- STATED EXERCISE 1: Gather every line of the listing that contains the string "head", treating uppercase and lowercase as different.

— Start SOURCE EXCERPT —

At this point reference is made to FIG. 5 et seq in order to understand the following description. It will be seen that each of the entrainment members 13 has a substantially box-shaped undercarriage or frame 33 which are guided with the aid of wheels 34 arranged in pairs at its two sides in the channel or rail 12 of the circular track or path 11. This channel 12 is formed by rails 35 of substantially U-shaped configuration in cross-section, these rails confronting one another with their open sides and being in spaced relationship and interconnected with the aid of brackets 36 (see also FIG. 1). At the underside of the undercarriage 33 there are arranged additional wheels 37 serving for the lateral guiding of the undercarriage. At its upper side each of the undercarriages 33 carries a roof-shaped bearing or support plate 38 which so-to-speak off-loads to both sides. Each support or bearing plate 38 possesses angled entrainment webs or members 39. In the embodiment of FIG. 6 the support to bearing plate 38 carries entrainment hooks 40.
At the front and rear end wall 41 of each of the undercarriages 33 there are provided openings 42 into which engage in each case a connection element 43. The connection elements 43 carry at each end a hook 44 engaging about an impact ledge 45. As will be particularly apparent by referring to FIGS. 8 and 9, it is thus possible to establish a drag connection of the undercarriages of neighboring entrainment members with one another, wherein each undercarriages, on the one hand, is entrained by the neighboring undercarriages in the direction of conveying and, on the other hand, can however overtake i.e. catch up to the last-mentioned undercarriage. In fact, FIG. 9 illustrates the undercarriage in the drag position and FIG. 8 illustrates undercarriages which have run-on to one another.

— End SOURCE EXCERPT —
— Start RECORDS FOR THE EXERCISE —

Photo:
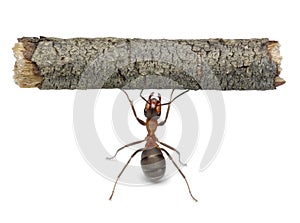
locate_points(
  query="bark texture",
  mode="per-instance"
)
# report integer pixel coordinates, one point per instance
(82, 63)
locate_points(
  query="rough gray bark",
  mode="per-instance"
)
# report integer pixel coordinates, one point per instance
(81, 63)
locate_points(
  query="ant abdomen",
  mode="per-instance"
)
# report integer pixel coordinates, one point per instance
(153, 163)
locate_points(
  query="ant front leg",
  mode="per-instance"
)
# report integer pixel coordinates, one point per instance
(133, 109)
(167, 114)
(169, 104)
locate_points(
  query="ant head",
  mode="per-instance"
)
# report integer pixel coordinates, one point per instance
(153, 107)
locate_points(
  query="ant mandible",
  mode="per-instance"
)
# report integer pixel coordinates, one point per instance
(152, 160)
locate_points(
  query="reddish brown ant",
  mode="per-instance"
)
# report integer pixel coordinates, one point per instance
(152, 162)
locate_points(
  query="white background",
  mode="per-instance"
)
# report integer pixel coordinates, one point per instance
(255, 177)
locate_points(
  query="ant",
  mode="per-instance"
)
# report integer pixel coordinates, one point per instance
(152, 160)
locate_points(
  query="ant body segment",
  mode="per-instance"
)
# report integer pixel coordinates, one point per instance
(152, 159)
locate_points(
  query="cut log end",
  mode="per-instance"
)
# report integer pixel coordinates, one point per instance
(26, 72)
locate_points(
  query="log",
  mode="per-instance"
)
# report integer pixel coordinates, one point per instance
(94, 63)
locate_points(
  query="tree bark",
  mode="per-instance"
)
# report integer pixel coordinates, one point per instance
(82, 63)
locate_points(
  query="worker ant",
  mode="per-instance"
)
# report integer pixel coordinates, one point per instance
(152, 160)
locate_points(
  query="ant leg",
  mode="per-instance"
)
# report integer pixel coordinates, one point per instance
(112, 193)
(167, 113)
(175, 150)
(169, 103)
(134, 112)
(142, 96)
(130, 144)
(170, 157)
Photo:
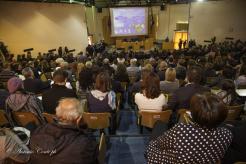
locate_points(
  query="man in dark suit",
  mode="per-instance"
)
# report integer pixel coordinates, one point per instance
(237, 149)
(32, 84)
(51, 97)
(181, 97)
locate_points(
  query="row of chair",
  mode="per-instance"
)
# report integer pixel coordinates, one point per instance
(25, 118)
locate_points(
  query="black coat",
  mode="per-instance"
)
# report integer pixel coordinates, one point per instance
(181, 97)
(237, 149)
(51, 97)
(35, 85)
(56, 144)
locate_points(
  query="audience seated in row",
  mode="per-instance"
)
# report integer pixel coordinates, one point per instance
(51, 97)
(21, 101)
(150, 98)
(64, 141)
(200, 142)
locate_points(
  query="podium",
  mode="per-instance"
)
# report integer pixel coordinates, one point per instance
(167, 45)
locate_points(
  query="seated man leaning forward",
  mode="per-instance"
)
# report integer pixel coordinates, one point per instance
(62, 141)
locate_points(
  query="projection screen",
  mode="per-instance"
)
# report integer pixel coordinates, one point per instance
(129, 21)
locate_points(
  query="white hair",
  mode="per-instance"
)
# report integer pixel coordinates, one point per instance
(88, 64)
(64, 64)
(69, 110)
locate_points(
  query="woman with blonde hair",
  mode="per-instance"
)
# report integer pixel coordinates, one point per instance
(150, 98)
(171, 83)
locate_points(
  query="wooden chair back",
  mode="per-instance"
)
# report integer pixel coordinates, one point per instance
(49, 117)
(96, 120)
(234, 112)
(148, 118)
(102, 149)
(3, 118)
(24, 118)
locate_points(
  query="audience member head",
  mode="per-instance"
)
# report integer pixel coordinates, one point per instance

— End RECORDS FOR THE EXERCISE —

- STATED EXERCISE 2: Pick up the passage on the conveyor's entrainment members and continue it past its final sentence.

- ANSWER 1:
  query="ant head",
  query="audience member head",

- ANSWER 2:
From the showing of FIGS. 2 and 4 as well as FIG. 9 there will be recognized that the wheels 37 also serve the purpose of engaging into the threads 21 of the worms 19 and 20 respectively and to transmit the feed movement produced by such worms to the undercarriages 33. As will be seen from FIGS. 2 and 4 the engagement of the wheels or rollers 37 into the worm threads 21 is only possible in a predetermined rotational range of the worms 19 and 20 respectively. On the other hand, the pitch at the start of the worms 19 and 20 and the mutual spacing of the entrainment members 13 in the drag position is chosen such that the worms, during each revolution, can engage the next dragged-in entrainment member. However, since as stated the pitch of the worm thread 21 decreases the trailing entrainment members move closer to the momentarily preceding entrainment member already in the operable region of the worm to approximately such an extent until they strike against one another by means of a buffer or shock aborber 55 (see particularly FIG. 9) arranged at each of the connection elements. With this in mind it is possible to state that the worms 19 and 20 drive the entrainment members, but at the same time dam-up such. Stated in another way the sections of the circular path following the worms 19 and 20 constitute dam-up zones.
Conversely, the sections located in front of the worms 19 and 20 respectively, are to be considered as stretching zones. This will be best recognized by referring to FIGS. 2, 3 and 4. For instance, if one of the worms, such as the worm 20 of FIG. 4, engages an entrainment member and forwardly displaces the same, then a number of trailing entrainment members are dragged along, so that --as best seen by referring to FIG. 3-- the damming-up of the entrainment members produced by the worm 19 is diminished in the conveying direction. The worm 19 in turn drags the entrainment members out of the supply which is dammed-up by the worm 20. It should be apparent that the apparatus is operated such that the dam-up supply after the worm 19 or worm 20 respectively, is always filled and thus is practically inexhaustable although the number of dammed-up entrainment members can be subject to fluctuations.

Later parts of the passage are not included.